* [Object detection data]
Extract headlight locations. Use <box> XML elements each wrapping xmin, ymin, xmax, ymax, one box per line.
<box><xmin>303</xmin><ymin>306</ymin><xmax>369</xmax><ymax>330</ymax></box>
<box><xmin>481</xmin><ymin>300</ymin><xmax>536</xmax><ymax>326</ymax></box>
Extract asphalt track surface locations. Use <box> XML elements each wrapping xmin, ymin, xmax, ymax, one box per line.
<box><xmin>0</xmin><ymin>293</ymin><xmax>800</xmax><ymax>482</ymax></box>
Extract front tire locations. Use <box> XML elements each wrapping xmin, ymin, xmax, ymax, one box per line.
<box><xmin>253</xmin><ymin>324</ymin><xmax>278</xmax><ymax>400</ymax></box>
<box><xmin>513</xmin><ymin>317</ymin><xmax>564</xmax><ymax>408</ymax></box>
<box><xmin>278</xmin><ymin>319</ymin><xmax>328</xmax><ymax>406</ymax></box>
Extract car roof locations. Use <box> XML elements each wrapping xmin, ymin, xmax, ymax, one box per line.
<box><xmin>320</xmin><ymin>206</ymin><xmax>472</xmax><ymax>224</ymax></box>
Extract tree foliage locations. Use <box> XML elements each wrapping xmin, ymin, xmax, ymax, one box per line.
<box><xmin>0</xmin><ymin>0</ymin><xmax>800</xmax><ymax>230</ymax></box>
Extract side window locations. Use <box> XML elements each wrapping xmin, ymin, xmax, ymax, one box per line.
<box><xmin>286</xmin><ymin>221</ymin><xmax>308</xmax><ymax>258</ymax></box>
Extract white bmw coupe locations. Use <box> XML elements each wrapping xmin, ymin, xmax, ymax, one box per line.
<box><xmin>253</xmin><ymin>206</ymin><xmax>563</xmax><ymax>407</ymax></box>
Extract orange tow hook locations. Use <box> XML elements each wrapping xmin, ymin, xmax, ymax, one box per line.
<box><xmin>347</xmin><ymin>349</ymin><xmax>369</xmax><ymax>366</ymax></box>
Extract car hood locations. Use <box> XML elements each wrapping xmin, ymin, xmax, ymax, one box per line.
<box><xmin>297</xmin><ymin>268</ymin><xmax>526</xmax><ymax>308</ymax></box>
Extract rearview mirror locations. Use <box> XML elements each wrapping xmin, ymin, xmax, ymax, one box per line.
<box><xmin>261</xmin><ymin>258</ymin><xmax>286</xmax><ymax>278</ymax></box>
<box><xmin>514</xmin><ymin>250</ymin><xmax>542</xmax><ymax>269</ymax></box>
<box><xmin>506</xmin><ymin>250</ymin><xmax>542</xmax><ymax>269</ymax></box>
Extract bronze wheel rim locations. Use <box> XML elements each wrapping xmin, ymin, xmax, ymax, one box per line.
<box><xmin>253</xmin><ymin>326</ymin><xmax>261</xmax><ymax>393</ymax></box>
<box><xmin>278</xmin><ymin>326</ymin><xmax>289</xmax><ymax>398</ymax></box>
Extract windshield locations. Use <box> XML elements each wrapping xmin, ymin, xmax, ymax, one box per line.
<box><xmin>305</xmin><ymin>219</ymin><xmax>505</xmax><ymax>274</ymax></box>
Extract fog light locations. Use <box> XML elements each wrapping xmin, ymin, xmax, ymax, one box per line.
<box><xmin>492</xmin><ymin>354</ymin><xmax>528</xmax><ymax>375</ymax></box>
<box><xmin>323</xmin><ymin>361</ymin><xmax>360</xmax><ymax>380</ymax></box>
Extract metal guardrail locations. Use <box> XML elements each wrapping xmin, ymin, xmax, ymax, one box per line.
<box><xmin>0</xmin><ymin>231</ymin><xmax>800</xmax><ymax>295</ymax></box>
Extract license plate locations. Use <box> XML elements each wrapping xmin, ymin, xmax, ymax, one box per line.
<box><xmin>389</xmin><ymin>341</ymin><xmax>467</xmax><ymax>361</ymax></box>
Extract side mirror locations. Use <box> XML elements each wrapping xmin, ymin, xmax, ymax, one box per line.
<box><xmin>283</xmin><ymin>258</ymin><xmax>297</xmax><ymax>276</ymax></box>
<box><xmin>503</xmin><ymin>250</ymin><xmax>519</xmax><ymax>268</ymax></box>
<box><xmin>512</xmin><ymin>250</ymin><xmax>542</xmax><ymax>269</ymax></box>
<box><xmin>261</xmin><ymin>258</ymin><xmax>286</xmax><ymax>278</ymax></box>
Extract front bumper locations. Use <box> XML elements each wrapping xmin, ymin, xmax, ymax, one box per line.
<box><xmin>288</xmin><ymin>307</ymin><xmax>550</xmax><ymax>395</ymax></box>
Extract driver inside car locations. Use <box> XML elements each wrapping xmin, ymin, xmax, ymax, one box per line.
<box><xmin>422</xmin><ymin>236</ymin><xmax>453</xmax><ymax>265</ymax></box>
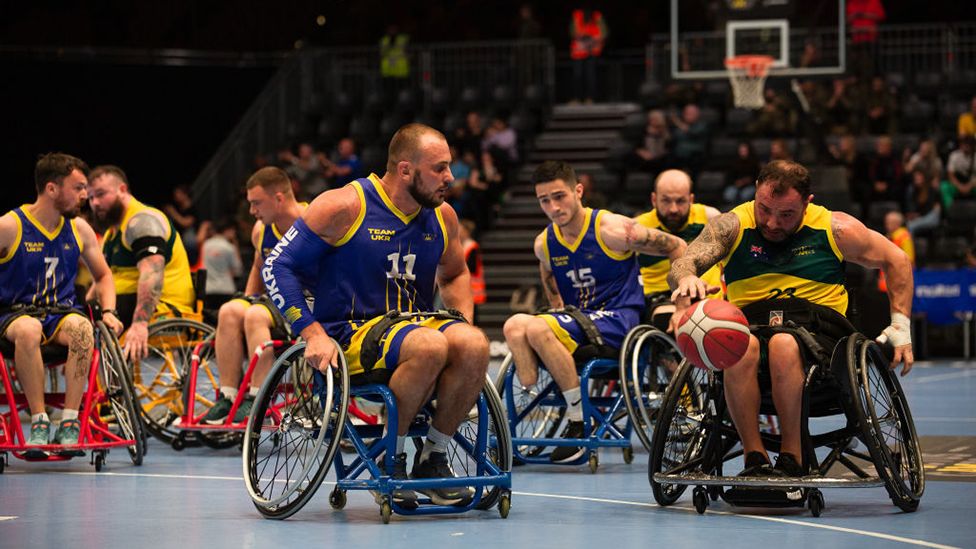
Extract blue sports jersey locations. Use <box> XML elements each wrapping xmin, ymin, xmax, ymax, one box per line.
<box><xmin>544</xmin><ymin>208</ymin><xmax>644</xmax><ymax>311</ymax></box>
<box><xmin>313</xmin><ymin>174</ymin><xmax>447</xmax><ymax>344</ymax></box>
<box><xmin>0</xmin><ymin>206</ymin><xmax>83</xmax><ymax>307</ymax></box>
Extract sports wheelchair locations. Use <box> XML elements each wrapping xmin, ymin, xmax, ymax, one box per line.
<box><xmin>0</xmin><ymin>306</ymin><xmax>145</xmax><ymax>473</ymax></box>
<box><xmin>648</xmin><ymin>304</ymin><xmax>925</xmax><ymax>517</ymax></box>
<box><xmin>243</xmin><ymin>312</ymin><xmax>512</xmax><ymax>524</ymax></box>
<box><xmin>495</xmin><ymin>307</ymin><xmax>681</xmax><ymax>473</ymax></box>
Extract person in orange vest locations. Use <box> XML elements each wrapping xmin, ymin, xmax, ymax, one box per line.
<box><xmin>878</xmin><ymin>210</ymin><xmax>915</xmax><ymax>293</ymax></box>
<box><xmin>569</xmin><ymin>9</ymin><xmax>608</xmax><ymax>103</ymax></box>
<box><xmin>458</xmin><ymin>219</ymin><xmax>488</xmax><ymax>325</ymax></box>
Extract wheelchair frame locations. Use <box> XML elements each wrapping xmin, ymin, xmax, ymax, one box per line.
<box><xmin>648</xmin><ymin>333</ymin><xmax>925</xmax><ymax>516</ymax></box>
<box><xmin>243</xmin><ymin>341</ymin><xmax>512</xmax><ymax>523</ymax></box>
<box><xmin>0</xmin><ymin>314</ymin><xmax>145</xmax><ymax>473</ymax></box>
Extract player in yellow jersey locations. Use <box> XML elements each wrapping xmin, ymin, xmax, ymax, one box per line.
<box><xmin>88</xmin><ymin>165</ymin><xmax>194</xmax><ymax>360</ymax></box>
<box><xmin>668</xmin><ymin>160</ymin><xmax>914</xmax><ymax>476</ymax></box>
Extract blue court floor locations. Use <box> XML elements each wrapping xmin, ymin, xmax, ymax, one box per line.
<box><xmin>0</xmin><ymin>362</ymin><xmax>976</xmax><ymax>549</ymax></box>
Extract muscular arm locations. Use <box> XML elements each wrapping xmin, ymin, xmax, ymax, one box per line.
<box><xmin>244</xmin><ymin>221</ymin><xmax>264</xmax><ymax>295</ymax></box>
<box><xmin>437</xmin><ymin>204</ymin><xmax>474</xmax><ymax>321</ymax></box>
<box><xmin>533</xmin><ymin>232</ymin><xmax>564</xmax><ymax>309</ymax></box>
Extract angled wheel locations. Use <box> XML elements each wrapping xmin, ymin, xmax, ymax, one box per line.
<box><xmin>243</xmin><ymin>342</ymin><xmax>349</xmax><ymax>519</ymax></box>
<box><xmin>847</xmin><ymin>334</ymin><xmax>925</xmax><ymax>512</ymax></box>
<box><xmin>132</xmin><ymin>318</ymin><xmax>214</xmax><ymax>444</ymax></box>
<box><xmin>620</xmin><ymin>325</ymin><xmax>682</xmax><ymax>451</ymax></box>
<box><xmin>96</xmin><ymin>320</ymin><xmax>146</xmax><ymax>465</ymax></box>
<box><xmin>647</xmin><ymin>361</ymin><xmax>711</xmax><ymax>505</ymax></box>
<box><xmin>495</xmin><ymin>353</ymin><xmax>566</xmax><ymax>457</ymax></box>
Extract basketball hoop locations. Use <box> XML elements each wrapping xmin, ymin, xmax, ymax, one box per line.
<box><xmin>725</xmin><ymin>55</ymin><xmax>774</xmax><ymax>109</ymax></box>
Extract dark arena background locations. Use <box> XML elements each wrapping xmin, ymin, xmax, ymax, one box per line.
<box><xmin>0</xmin><ymin>0</ymin><xmax>976</xmax><ymax>548</ymax></box>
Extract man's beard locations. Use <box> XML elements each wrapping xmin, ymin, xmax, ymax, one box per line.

* [Exercise task]
Return each line of the listing above that contains the string "mirror". Matches are case-sensitive.

* [Exercise response]
Extract rearview mirror locations. Use <box> XML elements each wrapping xmin, ymin, xmax, ymax, one box per line.
Extract side mirror locations. Use <box> XML elements each wrapping xmin, ymin, xmax, ymax, one box per line.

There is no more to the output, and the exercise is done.